■ **TASK INPUTS**:
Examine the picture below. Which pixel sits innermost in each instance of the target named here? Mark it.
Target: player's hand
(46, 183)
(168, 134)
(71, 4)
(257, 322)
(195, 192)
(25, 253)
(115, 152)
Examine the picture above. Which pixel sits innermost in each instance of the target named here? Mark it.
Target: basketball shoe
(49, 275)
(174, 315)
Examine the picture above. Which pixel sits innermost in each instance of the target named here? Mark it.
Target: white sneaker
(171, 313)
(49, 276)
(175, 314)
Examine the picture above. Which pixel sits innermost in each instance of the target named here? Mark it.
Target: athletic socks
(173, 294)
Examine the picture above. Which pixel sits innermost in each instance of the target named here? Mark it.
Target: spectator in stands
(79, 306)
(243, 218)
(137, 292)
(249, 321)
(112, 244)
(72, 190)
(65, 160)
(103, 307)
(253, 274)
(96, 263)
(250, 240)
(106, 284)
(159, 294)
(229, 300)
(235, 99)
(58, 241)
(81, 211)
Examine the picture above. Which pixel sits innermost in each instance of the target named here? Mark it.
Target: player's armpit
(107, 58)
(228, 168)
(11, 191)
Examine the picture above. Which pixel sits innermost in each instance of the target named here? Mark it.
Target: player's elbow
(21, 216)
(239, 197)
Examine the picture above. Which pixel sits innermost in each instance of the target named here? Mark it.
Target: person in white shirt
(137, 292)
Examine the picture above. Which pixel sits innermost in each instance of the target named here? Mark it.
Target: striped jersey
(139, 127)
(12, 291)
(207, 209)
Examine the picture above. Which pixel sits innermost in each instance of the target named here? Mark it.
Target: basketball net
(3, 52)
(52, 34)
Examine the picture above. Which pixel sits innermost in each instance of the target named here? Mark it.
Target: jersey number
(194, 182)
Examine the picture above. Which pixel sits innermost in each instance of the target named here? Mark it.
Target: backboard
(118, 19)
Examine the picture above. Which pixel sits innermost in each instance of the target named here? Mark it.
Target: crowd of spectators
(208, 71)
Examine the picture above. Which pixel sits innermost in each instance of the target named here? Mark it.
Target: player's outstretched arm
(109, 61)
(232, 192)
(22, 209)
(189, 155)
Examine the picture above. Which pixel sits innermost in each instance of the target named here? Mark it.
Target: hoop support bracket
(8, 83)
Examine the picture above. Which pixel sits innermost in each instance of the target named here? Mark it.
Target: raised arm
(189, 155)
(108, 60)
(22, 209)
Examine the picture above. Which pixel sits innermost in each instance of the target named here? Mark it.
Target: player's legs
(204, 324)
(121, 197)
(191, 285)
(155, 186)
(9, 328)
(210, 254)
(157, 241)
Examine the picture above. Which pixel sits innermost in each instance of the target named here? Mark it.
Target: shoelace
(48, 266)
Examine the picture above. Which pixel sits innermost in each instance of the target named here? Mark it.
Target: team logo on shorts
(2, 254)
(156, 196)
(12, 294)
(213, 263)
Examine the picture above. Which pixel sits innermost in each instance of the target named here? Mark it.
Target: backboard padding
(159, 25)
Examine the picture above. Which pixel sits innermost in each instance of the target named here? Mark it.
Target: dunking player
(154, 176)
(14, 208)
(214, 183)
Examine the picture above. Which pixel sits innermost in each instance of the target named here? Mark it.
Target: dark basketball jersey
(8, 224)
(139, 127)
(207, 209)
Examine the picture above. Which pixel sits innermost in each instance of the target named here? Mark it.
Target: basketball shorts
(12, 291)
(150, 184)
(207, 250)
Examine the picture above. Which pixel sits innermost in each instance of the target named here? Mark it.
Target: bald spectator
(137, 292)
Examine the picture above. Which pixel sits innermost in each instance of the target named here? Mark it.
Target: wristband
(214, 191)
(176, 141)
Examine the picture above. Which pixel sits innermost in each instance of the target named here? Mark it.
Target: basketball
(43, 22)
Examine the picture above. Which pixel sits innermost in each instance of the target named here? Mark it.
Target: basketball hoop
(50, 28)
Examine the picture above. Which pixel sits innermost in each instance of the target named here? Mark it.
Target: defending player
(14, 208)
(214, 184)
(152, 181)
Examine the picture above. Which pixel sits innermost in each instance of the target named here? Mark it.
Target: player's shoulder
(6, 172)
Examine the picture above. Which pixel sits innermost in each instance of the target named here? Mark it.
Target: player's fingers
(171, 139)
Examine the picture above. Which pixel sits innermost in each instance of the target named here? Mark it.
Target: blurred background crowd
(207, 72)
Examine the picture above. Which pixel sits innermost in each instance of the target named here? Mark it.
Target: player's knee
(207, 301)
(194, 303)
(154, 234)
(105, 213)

■ **EXERCISE GOAL**: Restate the entries above. Match them exactly.

■ **REPLY TO THE EXERCISE**:
Examine the picture below. Which pixel sits innermost in each instance of the target named here? Mark it.
Target: player's hand
(46, 183)
(168, 134)
(71, 4)
(257, 322)
(195, 192)
(25, 253)
(115, 152)
Examine the picture above. Which pixel sits innermost in each instance of the target named here? Mark it.
Target: basketball shoe
(49, 275)
(174, 315)
Examine the picture above. Which pixel sits innermost in each instance of the target named here? Mark it.
Target: white sneaker
(171, 313)
(49, 276)
(175, 314)
Examine the picture above. Which pixel sits innermost in each instance of the target named here? Mark it.
Target: athletic socks
(173, 294)
Examine the picture above. Which pixel sits innermost in each instance of the target named here? Mark it.
Target: spectator in stands
(79, 306)
(243, 218)
(137, 292)
(249, 321)
(112, 244)
(72, 190)
(65, 160)
(103, 307)
(253, 274)
(96, 263)
(250, 240)
(106, 284)
(159, 294)
(229, 300)
(235, 99)
(58, 241)
(81, 211)
Examine the picture above. Which pixel sits innermost in each instance of the target named here? Mark it.
Target: player's armpit
(107, 58)
(228, 168)
(11, 191)
Examine the picture above. Which pixel sits innermost in each instance of the target named here? Mark it.
Target: player's elbow
(21, 216)
(239, 197)
Examine the picture above. Which pixel sits innermost in each instance of the target named here? Mark it.
Target: person in white shirt
(137, 292)
Examine the picture above. Which pixel sits innermost in each instance of the target named here? Mark it.
Target: striped jersey
(139, 127)
(12, 291)
(207, 209)
Examine the picture above. Which pixel sits innermost in each instance of the target named here? Mark it.
Target: basketball net
(3, 52)
(52, 34)
Examine the picture above. Which pixel sits innermost in each instance of the target named here? Mark it.
Target: jersey number
(194, 182)
Examine the picture above. Which pixel sits innermost in each instance of the target named here? Mark it.
Target: backboard
(118, 19)
Examine the picture above. Which pixel sits innermost in each instance of the target named here? Mark it.
Target: crowd of spectators
(208, 71)
Examine the picture above. Which pixel sits innermost in each instance of the target named here? Mark it.
Target: player's outstretched arm
(109, 61)
(232, 192)
(22, 209)
(189, 155)
Examine the picture above. Which pixel sits innermost in each instance of the target named here? Mark it.
Target: hoop support bracket
(8, 83)
Examine the picture above. Which pixel sits innermost in each instance of the target named here? Mark it.
Target: raised arm
(189, 155)
(108, 60)
(22, 209)
Examine the picture above. Which pixel sits innermost in each instance of the target named here? Mark it.
Target: player's legs
(204, 324)
(121, 197)
(191, 285)
(155, 186)
(9, 328)
(210, 254)
(157, 241)
Examine the picture above. Which pixel sits innermost in each instance of the target named here? Mark it.
Target: shoelace
(48, 266)
Examine the picture above. Which pixel sits innermost in each instance of the target named here? Mark it.
Target: team logo on shorts
(2, 254)
(156, 196)
(12, 294)
(213, 263)
Examine the picture above. Which pixel sits innermost in each instance of the target named here? Mark it.
Target: backboard padding
(159, 25)
Examine the picture above. Which pixel sits innermost in each instance of the target named here? Mark it.
Target: dunking player
(154, 176)
(14, 208)
(214, 183)
Examine the picture above. Which pixel sits innermost in each instance of the target named here? Mark it.
Target: dark basketball jersey
(8, 224)
(139, 127)
(207, 209)
Examine the picture above. Which pixel sits innermost in each instance of the target named here? Mark it.
Target: basketball shorts
(12, 291)
(150, 184)
(207, 250)
Examine the picture above. Which pixel sits innermost in each instance of the target named here? Mark it.
Target: bald spectator
(137, 292)
Examine the picture above. Which pixel sits innermost in each instance of the target named here? Mark it.
Target: wristband
(214, 191)
(176, 141)
Examine the picture above. Which pixel sits innermost in each instance of the target named here? Mark it.
Target: basketball
(43, 22)
Examine the picture above. Which pixel sits innermost in each instance of the target named here? Mark it.
Target: basketball hoop
(50, 28)
Examine the picture above. Which pixel sits innermost in each instance of the target named here? Mark it.
Target: defending player
(14, 208)
(214, 184)
(152, 181)
Examine the picture above. Which pixel sits innermost in each instance of the target named here? Mark it.
Target: player's shoulder
(6, 172)
Examine the picture above. Which pixel sits innermost in each instance of the target named here? Mark it.
Target: player's fingers
(171, 139)
Examine the picture above. Which pixel sits innermost in each instance of the target named here? Mark it.
Target: blurred background crowd
(207, 72)
Examine the picture above. Which pixel sits innermost in each instance of the target named here? Mark it.
Target: player's knee
(207, 301)
(194, 303)
(154, 234)
(105, 213)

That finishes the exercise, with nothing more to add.